Problems to solve
a - In the post on SQL Server traces, which function lets you load the events from a server-side file trace into a table?
b - Repeat the part of the post on SQL Server traces that opens with "SQL Server Profiler" and closes with "on production systems.", switching "production systems" to "live servers".

Document
[quoted text, click to view] >> Is there any way to write all the events straight to a table instead of a
>>trace file and then save it as a trace table ?
SQL Server Profiler allows you to do this, however this extra functionality is not "natively" supported by the SQL Server engine. It is built in the Profiler tool by leveraging rowset (in-mem) trace. Profiler reads the stream of events from SQL Server and inserts them in a table. This is not very efficient and it is not recommended on production systems.
To create such trace, start Profiler and select File -> New Trace. After the connection to SQL Server is established, select the events you need and make sure you check the "Save to table" checkbox. The you will be asked to select database and table name.
The recommended approach is to create a server side file trace. At any time (you don't need to stop the trace on SQL Server 2005) you can load the events into a table or run queries against the file by leveraging fn_trace_gettable:
-- to query
select * from fn_trace_gettable ('file_name', default)
-- to insert in a table
select * into #foo from fn_trace_gettable ('file_name', default)
Thanks,
-Ivan
-----Original Message-----
From: Tibor Karaszi
Posted At: Wednesday, March 01, 2006 10:10 AM
Posted To: microsoft.public.sqlserver.server
Conversation: to monitor user logins/logouts
Subject: Re: to monitor user logins/logouts
[quoted text, click to view] > furthermore , is there any other method to find out who has logged in/out ?

Dataset entries
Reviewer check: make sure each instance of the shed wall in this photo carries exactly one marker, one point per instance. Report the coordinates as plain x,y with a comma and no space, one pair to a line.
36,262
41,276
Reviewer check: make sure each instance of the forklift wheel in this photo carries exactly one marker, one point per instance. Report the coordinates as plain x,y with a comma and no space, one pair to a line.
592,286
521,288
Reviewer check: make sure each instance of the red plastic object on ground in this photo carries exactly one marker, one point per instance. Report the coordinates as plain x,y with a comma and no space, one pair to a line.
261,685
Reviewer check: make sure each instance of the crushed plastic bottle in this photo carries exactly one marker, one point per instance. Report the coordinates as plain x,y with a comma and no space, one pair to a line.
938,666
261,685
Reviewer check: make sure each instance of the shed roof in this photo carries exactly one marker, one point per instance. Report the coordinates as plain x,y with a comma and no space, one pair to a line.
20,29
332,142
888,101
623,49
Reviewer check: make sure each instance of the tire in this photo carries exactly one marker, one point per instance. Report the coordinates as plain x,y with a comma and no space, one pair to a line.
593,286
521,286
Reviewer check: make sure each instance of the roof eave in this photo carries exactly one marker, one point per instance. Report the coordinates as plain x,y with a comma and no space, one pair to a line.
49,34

Solutions to each task
a - fn_trace_gettable

b -
SQL Server Profiler allows you to do this, however this extra functionality is not "natively" supported by the SQL Server engine. It is built in the Profiler tool by leveraging rowset (in-mem) trace. Profiler reads the stream of events from SQL Server and inserts them in a table. This is not very efficient and it is not recommended on live servers.